# Task requirements
Copy the following lines exactly as they appear.

# Exercise materials
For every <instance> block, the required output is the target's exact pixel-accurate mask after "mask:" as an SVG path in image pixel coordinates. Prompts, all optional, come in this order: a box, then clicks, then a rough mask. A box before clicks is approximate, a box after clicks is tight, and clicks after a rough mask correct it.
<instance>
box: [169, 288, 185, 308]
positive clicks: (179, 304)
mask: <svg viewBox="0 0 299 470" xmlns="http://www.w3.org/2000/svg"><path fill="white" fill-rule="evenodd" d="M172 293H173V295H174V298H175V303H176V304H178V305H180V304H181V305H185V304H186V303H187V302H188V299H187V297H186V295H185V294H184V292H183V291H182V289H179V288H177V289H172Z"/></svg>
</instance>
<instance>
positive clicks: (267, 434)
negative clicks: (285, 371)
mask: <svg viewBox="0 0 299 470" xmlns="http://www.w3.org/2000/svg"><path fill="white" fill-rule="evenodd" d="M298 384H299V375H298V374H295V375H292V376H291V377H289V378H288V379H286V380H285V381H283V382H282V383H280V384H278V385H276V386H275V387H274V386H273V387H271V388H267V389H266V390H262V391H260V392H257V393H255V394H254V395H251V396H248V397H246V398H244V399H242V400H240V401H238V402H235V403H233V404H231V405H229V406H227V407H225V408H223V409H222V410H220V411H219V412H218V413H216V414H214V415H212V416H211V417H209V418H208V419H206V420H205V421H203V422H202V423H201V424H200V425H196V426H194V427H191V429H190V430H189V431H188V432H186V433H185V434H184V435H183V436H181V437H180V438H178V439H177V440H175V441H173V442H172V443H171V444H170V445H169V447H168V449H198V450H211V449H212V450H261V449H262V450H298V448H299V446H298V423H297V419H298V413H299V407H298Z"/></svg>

# Answer space
For every <instance> block, the required output is the target's exact pixel-accurate mask after "mask:" as an SVG path in image pixel coordinates. Prompts, all optional, come in this order: a box, then clicks, then a rough mask. A box before clicks is approximate, a box after clicks is tight, and clicks after a rough mask correct it.
<instance>
box: [169, 288, 185, 308]
positive clicks: (179, 304)
mask: <svg viewBox="0 0 299 470" xmlns="http://www.w3.org/2000/svg"><path fill="white" fill-rule="evenodd" d="M172 293H173V295H174V298H175V303H176V304H178V305H180V304H181V305H185V304H186V303H187V302H188V299H187V297H186V295H185V294H184V292H183V291H182V289H179V288H177V289H172Z"/></svg>
</instance>
<instance>
positive clicks: (267, 434)
negative clicks: (285, 371)
mask: <svg viewBox="0 0 299 470" xmlns="http://www.w3.org/2000/svg"><path fill="white" fill-rule="evenodd" d="M298 384H299V375H298V374H295V375H292V376H291V377H289V378H288V379H286V380H285V381H283V382H282V383H280V384H278V385H276V386H275V387H274V386H273V387H271V388H267V389H266V390H262V391H260V392H257V393H255V394H254V395H251V396H248V397H246V398H244V399H242V400H240V401H238V402H235V403H233V404H231V405H229V406H227V407H225V408H223V409H222V410H220V411H219V412H218V413H216V414H214V415H212V416H211V417H209V418H208V419H206V420H205V421H203V422H202V423H201V424H200V425H196V426H194V427H191V429H190V430H189V431H188V432H186V433H185V434H184V435H183V436H181V437H180V438H178V439H177V440H175V441H173V442H172V443H171V444H170V445H169V447H168V449H198V450H211V449H212V450H261V449H262V450H298V448H299V446H298V423H297V419H298V413H299V407H298Z"/></svg>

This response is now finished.